__Problem requirements__
Report how many lines in the records below contain the word "white". Nothing else belongs in the answer.

__Records for the task__
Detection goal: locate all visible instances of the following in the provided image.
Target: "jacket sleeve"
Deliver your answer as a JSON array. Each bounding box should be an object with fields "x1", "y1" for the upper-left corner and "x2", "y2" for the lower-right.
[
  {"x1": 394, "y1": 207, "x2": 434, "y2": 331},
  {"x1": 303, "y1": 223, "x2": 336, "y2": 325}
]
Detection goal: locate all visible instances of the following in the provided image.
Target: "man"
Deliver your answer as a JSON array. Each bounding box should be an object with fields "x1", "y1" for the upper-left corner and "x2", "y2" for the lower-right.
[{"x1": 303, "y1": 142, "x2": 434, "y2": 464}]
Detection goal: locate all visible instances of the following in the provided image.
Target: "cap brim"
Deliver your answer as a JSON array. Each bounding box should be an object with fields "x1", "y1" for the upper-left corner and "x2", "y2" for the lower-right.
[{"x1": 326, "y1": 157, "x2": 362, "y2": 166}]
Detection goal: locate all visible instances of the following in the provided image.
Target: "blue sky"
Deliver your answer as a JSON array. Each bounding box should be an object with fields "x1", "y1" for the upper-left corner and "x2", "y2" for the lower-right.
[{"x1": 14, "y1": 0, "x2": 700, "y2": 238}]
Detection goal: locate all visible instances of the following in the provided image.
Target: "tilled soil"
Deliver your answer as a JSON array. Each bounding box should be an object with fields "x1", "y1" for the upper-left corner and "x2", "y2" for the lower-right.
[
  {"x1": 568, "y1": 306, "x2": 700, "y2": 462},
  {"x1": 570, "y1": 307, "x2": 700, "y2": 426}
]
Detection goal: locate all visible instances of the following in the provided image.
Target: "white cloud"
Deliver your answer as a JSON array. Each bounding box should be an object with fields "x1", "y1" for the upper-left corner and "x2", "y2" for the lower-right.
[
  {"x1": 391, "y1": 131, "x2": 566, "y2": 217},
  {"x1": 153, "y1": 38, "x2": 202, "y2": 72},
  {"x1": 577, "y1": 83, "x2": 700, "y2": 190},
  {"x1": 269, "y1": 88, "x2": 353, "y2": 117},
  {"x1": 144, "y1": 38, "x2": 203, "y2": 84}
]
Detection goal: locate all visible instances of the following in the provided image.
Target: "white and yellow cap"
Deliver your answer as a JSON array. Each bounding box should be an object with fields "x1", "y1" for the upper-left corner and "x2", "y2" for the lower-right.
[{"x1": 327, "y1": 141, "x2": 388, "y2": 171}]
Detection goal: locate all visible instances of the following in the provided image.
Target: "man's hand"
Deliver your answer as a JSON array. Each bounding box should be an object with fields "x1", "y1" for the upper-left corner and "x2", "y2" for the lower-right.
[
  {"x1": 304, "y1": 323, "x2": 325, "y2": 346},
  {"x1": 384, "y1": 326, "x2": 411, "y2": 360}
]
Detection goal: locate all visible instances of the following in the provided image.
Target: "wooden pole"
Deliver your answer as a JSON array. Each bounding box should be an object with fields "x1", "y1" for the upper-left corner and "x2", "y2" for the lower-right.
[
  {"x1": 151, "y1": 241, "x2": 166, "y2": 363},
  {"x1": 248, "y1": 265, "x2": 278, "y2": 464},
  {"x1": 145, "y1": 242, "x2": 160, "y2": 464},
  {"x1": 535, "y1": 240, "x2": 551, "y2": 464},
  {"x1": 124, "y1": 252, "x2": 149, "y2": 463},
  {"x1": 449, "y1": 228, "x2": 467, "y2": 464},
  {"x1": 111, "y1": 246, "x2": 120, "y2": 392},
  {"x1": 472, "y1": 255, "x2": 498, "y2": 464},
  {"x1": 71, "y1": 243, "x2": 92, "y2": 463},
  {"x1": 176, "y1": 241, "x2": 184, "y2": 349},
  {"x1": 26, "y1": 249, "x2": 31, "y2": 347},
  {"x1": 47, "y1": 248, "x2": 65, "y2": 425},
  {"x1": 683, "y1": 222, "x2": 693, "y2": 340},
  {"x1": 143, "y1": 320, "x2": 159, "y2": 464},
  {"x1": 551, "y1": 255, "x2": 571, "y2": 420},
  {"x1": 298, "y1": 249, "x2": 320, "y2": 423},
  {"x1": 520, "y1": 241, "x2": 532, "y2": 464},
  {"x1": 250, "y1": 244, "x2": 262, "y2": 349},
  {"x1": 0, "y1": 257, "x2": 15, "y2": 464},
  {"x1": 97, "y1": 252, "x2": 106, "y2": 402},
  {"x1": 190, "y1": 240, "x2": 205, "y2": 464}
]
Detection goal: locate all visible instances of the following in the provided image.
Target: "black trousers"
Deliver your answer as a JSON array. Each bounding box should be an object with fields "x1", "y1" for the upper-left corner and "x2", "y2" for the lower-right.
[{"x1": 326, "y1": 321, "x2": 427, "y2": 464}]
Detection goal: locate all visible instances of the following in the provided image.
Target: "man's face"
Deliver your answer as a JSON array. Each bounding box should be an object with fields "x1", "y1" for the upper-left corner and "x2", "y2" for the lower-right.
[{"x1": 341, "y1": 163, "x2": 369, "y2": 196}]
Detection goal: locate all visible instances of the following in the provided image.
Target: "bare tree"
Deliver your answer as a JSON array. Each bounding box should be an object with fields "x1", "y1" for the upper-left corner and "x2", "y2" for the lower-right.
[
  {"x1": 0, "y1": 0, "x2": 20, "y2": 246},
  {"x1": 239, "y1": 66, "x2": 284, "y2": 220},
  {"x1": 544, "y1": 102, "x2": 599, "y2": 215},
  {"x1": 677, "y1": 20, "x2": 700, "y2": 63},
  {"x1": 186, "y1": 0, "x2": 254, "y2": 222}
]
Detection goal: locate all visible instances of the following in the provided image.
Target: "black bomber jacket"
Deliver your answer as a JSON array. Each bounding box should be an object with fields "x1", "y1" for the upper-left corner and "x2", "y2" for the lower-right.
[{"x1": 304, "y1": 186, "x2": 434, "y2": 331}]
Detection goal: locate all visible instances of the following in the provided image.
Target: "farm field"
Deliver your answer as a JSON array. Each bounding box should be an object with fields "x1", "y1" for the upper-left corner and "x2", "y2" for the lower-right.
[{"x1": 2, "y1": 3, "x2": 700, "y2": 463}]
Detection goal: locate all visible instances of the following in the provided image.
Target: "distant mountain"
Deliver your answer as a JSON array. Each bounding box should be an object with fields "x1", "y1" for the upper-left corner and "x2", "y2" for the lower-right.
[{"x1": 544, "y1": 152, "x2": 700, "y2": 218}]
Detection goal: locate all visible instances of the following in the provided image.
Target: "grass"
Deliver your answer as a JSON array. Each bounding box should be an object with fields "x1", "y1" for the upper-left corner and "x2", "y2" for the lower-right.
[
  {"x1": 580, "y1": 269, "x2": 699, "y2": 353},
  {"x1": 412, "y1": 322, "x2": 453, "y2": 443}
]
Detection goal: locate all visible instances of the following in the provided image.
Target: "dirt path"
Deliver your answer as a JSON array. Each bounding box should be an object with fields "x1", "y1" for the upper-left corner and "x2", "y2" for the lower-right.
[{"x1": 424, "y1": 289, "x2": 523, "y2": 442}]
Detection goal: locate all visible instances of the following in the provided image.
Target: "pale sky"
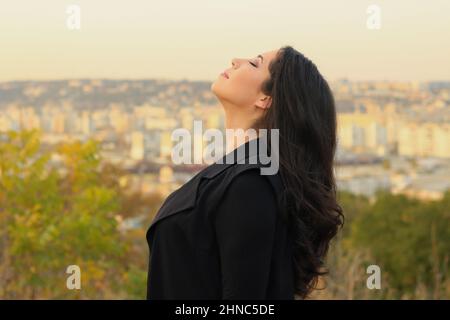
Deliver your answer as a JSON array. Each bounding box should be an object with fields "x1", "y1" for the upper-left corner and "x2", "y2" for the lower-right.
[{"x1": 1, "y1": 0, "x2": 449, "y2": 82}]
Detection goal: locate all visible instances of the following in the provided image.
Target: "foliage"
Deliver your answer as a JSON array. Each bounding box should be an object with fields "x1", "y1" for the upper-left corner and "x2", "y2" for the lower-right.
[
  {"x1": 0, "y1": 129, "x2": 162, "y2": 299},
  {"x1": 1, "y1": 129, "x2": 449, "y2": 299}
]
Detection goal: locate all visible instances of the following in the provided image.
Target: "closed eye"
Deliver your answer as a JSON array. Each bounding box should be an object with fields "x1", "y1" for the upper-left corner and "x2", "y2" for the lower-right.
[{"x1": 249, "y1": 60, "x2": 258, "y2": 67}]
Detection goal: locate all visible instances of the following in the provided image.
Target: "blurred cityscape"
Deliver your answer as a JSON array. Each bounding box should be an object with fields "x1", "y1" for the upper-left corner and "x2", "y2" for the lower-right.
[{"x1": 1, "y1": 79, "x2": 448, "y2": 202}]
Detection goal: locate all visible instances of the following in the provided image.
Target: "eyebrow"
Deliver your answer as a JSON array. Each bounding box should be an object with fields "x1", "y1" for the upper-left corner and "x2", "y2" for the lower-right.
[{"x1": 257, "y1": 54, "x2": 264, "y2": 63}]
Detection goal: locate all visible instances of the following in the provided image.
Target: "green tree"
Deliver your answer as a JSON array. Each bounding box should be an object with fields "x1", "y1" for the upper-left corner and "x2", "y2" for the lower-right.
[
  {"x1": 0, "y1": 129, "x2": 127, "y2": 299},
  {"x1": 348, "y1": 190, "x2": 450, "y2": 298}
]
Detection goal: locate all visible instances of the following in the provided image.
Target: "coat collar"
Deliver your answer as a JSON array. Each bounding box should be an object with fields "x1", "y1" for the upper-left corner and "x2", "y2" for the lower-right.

__Output__
2